━━━━━ SELECTED PASSAGE

Which action \(a_{t}\) is being executed by the agent for an observed \(s_{t}\) depends on how good the respective action is for the fulfillment of the agent's task of keeping the oscillation amplitude constant. This is assessed through the so-called Q value \(q\left( {s,a} \right)\), which is defined in Eq. (2):

$$q\left( {s_{t} ,a_{t} } \right) = r_{t} + \gamma *r_{t + 1} + \gamma^{2} r_{t + 2} \ldots$$
(2)

The aim of training the AI controller is to let the AI learn to estimate the \(q\left( {s,a} \right)\) of all actions \(a\) as precisely as possible under the given input state \(s_{t}\). Thus, after executing an \(a_{t}\), the agent receives a reward \(r_{t}\) as direct numerical feedback on how good this \(a_{t}\) is for controlling the AFM. The \(r_{t}\) for this is calculated from a previously defined reward function based on \(s_{t + 1}\) and potentially other parameters. As \(a_{t}\) not only has an influence on \(s_{t + 1}\) but also on future states, the rewards of future time steps also contribute to \(q\left( {s_{t} ,a_{t} } \right)\). However, as this influence decreases over time, future rewards become gradually weighted down by a discount factor \(\gamma\) of 0.7 here. Generally, Eq. (2) can be used for calculating \(q\left( {s_{t} ,a_{t} } \right)\) based on the observed rewards to let the AI learn the Q-values; however, in practice, this equation is difficult to apply due to the long sum of elements. However, as the AI is intended to choose the best possible \(a_{t}\), which should have the highest Q-value for a given \(s_{t} ,\) Eq. (2) can be reformulated to

$$q\left( {s_{t} ,a_{t} } \right) = r_{t} + \gamma *\mathop {\max }\limits_{{a_{t + 1} }} q\left( {s_{t + 1} ,a_{t + 1} } \right)$$
(3)

With this equation, knowledge of the \(r_{t}\) received for \(a_{t}\) and the subsequently reached state \(s_{t}\), together with an estimate of the maximum Q-value for this \(s_{t + 1}\), is sufficient to approximate \(q\left( {s_{t} ,a_{t} } \right)\). For training the AI, the estimate of the maximum Q-value for \(s_{t + 1}\) is provided by the AI itself, and the received \(r_{t}\). can be used to gradually improve the AI knowledge of the Q-values based on Eq. (3).

━━━━━━━━━━

WHAT TO WORK ON
A – Answer these questions from the passage on Q values:
(i) What value does the discount factor take here?
(ii) What task of the agent does the passage name?
(iii) During training, what supplies the estimate of the maximum Q-value for the next state?
B – List every mathematical symbol that the passage on Q values identifies by a name in words, giving each symbol together with that name.

━━━━━ RECORDS SUPPLIED

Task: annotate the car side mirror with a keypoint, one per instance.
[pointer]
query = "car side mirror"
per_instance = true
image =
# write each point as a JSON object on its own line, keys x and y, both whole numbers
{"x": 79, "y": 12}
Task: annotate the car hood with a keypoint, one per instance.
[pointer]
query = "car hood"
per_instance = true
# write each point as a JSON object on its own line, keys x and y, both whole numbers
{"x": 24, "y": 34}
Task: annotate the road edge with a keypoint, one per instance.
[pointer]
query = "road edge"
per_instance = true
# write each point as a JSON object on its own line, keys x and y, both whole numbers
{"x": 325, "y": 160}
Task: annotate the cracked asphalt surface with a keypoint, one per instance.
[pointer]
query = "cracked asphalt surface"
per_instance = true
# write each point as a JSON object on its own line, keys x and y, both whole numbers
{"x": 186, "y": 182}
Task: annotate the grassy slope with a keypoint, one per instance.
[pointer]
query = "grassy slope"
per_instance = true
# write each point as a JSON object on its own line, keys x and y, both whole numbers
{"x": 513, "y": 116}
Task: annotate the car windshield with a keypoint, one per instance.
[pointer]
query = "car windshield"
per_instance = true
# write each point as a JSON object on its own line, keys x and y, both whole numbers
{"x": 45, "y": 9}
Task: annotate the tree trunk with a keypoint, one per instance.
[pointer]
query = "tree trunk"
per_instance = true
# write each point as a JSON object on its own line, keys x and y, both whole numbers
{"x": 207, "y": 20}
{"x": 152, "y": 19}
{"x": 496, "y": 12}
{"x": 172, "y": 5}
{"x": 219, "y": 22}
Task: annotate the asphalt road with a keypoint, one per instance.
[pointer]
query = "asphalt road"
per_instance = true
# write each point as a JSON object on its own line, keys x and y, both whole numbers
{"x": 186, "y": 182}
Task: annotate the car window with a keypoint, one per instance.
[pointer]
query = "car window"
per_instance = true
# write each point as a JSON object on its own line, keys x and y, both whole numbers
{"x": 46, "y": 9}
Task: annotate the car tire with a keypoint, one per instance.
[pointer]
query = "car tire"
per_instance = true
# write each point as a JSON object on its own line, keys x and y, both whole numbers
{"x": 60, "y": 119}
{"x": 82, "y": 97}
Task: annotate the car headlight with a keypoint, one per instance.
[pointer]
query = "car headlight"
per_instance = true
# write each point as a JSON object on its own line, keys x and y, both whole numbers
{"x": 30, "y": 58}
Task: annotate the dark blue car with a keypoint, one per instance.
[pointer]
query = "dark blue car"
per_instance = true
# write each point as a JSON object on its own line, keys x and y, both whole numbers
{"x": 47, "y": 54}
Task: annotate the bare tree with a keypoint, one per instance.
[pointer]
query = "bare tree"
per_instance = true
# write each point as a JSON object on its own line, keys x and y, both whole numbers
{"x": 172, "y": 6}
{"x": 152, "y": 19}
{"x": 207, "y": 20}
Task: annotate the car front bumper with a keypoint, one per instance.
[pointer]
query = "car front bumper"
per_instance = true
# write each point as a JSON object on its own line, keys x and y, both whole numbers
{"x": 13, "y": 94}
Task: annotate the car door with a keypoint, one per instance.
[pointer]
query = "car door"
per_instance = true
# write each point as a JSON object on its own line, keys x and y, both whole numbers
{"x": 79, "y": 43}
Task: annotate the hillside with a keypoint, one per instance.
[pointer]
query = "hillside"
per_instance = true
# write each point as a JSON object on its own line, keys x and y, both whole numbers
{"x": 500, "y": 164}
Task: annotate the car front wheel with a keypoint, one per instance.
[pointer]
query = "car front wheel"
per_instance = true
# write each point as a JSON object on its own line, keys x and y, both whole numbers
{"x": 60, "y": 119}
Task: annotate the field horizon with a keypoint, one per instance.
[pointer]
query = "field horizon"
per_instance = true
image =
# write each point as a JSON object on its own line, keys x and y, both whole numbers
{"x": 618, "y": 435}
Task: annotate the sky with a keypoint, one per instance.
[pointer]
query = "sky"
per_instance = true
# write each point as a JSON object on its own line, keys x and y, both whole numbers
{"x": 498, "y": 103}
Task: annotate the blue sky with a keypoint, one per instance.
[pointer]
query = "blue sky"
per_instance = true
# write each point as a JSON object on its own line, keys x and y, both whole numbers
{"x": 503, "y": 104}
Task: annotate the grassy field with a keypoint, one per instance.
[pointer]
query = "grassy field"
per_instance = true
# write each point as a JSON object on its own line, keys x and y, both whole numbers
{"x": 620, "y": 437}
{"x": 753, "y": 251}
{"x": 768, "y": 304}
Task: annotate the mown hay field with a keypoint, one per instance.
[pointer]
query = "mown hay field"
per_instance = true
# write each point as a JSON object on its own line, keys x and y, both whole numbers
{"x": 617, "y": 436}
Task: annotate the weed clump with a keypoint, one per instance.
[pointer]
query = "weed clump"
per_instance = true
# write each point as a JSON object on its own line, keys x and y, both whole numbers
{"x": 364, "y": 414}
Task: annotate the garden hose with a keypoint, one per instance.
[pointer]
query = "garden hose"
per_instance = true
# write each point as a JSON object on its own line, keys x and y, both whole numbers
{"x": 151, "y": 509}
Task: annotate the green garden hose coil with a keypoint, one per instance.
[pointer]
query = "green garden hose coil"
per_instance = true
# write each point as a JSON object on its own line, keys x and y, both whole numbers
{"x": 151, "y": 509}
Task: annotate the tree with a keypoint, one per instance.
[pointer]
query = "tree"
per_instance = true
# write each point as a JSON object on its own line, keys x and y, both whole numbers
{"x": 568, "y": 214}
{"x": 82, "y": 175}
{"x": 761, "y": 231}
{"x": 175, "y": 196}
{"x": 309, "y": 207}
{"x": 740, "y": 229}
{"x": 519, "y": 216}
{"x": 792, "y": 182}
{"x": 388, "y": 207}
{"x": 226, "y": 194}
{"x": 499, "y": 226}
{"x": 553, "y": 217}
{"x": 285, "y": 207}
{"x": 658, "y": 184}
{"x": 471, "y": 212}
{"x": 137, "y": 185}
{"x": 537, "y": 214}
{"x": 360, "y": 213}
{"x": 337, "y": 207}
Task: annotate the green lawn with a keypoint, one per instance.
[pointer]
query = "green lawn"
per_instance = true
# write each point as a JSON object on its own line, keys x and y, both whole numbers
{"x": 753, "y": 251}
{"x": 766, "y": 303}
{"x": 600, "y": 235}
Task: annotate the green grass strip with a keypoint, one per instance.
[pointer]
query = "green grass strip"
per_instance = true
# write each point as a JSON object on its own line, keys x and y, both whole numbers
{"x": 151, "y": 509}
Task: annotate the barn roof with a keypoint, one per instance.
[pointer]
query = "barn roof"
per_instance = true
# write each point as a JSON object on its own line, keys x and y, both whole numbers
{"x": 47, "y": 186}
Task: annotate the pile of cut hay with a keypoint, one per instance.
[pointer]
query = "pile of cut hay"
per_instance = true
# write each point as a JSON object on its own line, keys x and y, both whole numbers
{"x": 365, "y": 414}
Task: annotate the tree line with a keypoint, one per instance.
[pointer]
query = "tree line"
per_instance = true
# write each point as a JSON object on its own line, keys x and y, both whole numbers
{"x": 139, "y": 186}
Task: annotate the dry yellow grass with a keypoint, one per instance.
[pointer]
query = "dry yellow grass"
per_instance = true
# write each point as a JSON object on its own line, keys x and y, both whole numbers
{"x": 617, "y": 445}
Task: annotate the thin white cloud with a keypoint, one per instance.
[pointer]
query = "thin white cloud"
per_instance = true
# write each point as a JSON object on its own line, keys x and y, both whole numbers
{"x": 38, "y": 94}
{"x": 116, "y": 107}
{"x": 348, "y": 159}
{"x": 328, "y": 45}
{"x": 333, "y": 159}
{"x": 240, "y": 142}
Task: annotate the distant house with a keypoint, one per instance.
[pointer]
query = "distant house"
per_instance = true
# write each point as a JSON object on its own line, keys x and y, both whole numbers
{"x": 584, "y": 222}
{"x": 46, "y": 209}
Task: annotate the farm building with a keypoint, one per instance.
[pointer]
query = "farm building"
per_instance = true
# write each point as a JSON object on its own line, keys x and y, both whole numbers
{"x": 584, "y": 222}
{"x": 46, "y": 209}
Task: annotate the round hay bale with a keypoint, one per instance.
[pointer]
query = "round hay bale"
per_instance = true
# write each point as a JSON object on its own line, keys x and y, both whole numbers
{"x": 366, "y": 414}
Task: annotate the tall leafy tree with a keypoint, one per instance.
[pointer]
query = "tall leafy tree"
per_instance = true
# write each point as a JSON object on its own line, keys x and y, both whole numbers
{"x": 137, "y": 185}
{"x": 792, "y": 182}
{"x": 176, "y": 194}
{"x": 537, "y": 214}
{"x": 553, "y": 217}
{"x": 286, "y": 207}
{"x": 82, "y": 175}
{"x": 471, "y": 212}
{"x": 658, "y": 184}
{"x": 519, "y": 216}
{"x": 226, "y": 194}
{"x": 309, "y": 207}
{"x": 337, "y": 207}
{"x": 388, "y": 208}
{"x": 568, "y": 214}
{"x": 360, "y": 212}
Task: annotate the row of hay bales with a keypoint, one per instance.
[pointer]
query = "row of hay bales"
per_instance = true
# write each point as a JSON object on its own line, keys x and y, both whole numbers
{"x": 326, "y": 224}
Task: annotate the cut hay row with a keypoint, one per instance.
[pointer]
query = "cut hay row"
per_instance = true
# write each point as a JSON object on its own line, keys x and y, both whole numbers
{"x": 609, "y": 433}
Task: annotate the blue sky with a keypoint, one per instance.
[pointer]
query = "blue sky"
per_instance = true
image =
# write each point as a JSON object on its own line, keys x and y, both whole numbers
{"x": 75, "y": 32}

━━━━━━━━━━

RESPONSES BY TASK
A –
(i) 0.7
(ii) Keeping the oscillation amplitude constant.
(iii) The AI itself.

B –
- a_t: action
- s_t: observed (input) state
- q(s, a): Q value
- r_t: reward
- γ: discount factor